___ RECORDS PROVIDED ___
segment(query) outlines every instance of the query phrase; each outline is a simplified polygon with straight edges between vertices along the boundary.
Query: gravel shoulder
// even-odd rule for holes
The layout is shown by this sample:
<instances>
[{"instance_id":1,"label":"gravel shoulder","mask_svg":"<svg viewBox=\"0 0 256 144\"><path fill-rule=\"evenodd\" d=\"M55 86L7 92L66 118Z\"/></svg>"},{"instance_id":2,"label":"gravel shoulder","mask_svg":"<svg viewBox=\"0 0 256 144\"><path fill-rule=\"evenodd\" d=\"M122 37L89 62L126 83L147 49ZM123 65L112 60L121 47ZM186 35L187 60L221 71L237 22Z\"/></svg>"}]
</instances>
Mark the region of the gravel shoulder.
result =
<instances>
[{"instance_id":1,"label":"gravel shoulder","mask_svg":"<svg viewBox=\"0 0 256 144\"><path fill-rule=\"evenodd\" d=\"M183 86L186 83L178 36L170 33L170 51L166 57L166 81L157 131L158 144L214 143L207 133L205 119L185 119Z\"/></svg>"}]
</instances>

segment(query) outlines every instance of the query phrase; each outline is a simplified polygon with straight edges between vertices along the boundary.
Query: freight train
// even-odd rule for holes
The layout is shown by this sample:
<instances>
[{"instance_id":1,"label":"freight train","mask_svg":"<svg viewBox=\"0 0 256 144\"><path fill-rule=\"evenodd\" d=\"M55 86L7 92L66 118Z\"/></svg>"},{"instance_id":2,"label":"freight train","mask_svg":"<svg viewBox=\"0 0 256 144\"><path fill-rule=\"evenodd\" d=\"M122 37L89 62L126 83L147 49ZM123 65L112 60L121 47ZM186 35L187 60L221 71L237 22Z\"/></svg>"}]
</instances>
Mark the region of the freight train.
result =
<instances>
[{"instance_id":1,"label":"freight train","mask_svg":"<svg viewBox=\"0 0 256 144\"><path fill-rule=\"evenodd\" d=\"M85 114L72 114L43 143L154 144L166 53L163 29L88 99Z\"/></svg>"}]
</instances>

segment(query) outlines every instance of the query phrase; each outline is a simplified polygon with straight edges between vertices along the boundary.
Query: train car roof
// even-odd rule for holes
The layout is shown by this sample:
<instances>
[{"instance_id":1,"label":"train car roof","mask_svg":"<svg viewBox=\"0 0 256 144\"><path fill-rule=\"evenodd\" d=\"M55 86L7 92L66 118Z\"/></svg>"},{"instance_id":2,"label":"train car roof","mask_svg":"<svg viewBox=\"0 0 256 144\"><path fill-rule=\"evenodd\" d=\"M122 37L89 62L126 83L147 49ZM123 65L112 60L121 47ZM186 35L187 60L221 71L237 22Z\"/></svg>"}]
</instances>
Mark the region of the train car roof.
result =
___
___ RECORDS PROVIDED ___
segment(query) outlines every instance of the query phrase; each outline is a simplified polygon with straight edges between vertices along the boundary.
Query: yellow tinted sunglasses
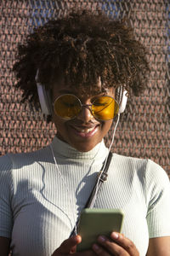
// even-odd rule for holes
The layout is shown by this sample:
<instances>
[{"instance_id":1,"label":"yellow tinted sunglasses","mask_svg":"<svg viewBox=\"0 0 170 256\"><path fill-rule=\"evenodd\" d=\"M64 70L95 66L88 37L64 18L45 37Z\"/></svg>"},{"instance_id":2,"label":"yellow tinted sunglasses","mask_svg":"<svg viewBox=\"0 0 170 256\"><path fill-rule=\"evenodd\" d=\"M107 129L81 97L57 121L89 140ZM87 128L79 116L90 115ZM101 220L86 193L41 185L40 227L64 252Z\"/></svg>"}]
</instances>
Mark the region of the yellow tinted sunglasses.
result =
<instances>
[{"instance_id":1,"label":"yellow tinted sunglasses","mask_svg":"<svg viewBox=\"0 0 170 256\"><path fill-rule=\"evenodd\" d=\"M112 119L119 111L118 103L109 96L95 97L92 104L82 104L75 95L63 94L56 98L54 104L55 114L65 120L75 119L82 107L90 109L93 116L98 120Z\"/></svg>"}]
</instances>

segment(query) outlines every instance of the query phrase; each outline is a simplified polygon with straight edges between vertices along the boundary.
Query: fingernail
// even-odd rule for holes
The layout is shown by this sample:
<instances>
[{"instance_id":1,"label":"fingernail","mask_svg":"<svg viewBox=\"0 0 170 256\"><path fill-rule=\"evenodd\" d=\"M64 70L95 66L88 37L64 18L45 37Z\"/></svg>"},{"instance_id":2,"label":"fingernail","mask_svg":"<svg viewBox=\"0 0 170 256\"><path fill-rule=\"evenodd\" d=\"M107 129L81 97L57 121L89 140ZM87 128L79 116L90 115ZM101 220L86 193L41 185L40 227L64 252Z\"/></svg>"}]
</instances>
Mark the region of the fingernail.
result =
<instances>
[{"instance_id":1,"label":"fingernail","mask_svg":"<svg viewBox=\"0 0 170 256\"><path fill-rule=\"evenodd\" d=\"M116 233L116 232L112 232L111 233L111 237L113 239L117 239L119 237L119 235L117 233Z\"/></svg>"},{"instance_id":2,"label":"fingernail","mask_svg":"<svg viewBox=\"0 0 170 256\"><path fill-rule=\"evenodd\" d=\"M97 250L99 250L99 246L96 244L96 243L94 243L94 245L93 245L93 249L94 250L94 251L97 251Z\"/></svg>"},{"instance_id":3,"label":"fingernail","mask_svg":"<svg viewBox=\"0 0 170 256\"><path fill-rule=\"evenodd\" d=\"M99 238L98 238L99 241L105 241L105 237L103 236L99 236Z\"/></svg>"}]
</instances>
___
#### [TASK BRIEF]
Which lines above contain the word "gravel"? Find each one and copy it out in full.

#### [TASK RESPONSE]
Query: gravel shoulder
[{"instance_id":1,"label":"gravel shoulder","mask_svg":"<svg viewBox=\"0 0 256 144\"><path fill-rule=\"evenodd\" d=\"M55 86L7 92L66 118Z\"/></svg>"},{"instance_id":2,"label":"gravel shoulder","mask_svg":"<svg viewBox=\"0 0 256 144\"><path fill-rule=\"evenodd\" d=\"M122 37L89 62L126 83L147 49ZM123 65L112 60L121 47ZM186 35L187 60L221 71L237 22Z\"/></svg>"}]
Mark the region of the gravel shoulder.
[{"instance_id":1,"label":"gravel shoulder","mask_svg":"<svg viewBox=\"0 0 256 144\"><path fill-rule=\"evenodd\" d=\"M183 86L186 83L178 36L170 33L170 51L166 57L166 81L157 131L158 144L214 143L207 133L205 119L185 119Z\"/></svg>"}]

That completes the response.